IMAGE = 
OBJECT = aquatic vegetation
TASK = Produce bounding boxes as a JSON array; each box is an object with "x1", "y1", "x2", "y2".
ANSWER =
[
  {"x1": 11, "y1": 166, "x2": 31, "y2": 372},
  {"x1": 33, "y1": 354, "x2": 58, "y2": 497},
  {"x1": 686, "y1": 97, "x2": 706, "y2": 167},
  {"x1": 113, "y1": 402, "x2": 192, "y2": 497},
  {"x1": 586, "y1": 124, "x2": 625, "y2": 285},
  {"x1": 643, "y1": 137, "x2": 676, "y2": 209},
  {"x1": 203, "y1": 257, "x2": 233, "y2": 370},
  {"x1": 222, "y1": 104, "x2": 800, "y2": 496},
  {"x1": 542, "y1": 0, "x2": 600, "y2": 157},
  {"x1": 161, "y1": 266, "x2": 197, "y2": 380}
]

What you are asked to do:
Convert every line of the records above into a JSON list of strings, with one string per line and blank lines omitted.

Full response:
[
  "IMAGE = ",
  "OBJECT = aquatic vegetation",
  "TASK = Produce bounding boxes as a JSON array; each box is an object with \"x1\", \"y1\", \"x2\", \"y2\".",
  "ANSWER =",
  "[",
  "  {\"x1\": 11, \"y1\": 166, \"x2\": 31, \"y2\": 372},",
  "  {\"x1\": 33, \"y1\": 354, \"x2\": 58, \"y2\": 497},",
  "  {\"x1\": 686, \"y1\": 97, \"x2\": 706, \"y2\": 167},",
  "  {\"x1\": 113, \"y1\": 402, \"x2\": 192, \"y2\": 497},",
  "  {\"x1\": 586, \"y1\": 124, \"x2\": 625, \"y2\": 285},",
  "  {\"x1\": 643, \"y1\": 137, \"x2\": 676, \"y2\": 209},",
  "  {\"x1\": 203, \"y1\": 257, \"x2\": 233, \"y2\": 370},",
  "  {\"x1\": 222, \"y1\": 104, \"x2\": 800, \"y2\": 496},",
  "  {\"x1\": 542, \"y1\": 0, \"x2\": 600, \"y2\": 157},",
  "  {\"x1\": 161, \"y1\": 266, \"x2\": 197, \"y2\": 380}",
  "]"
]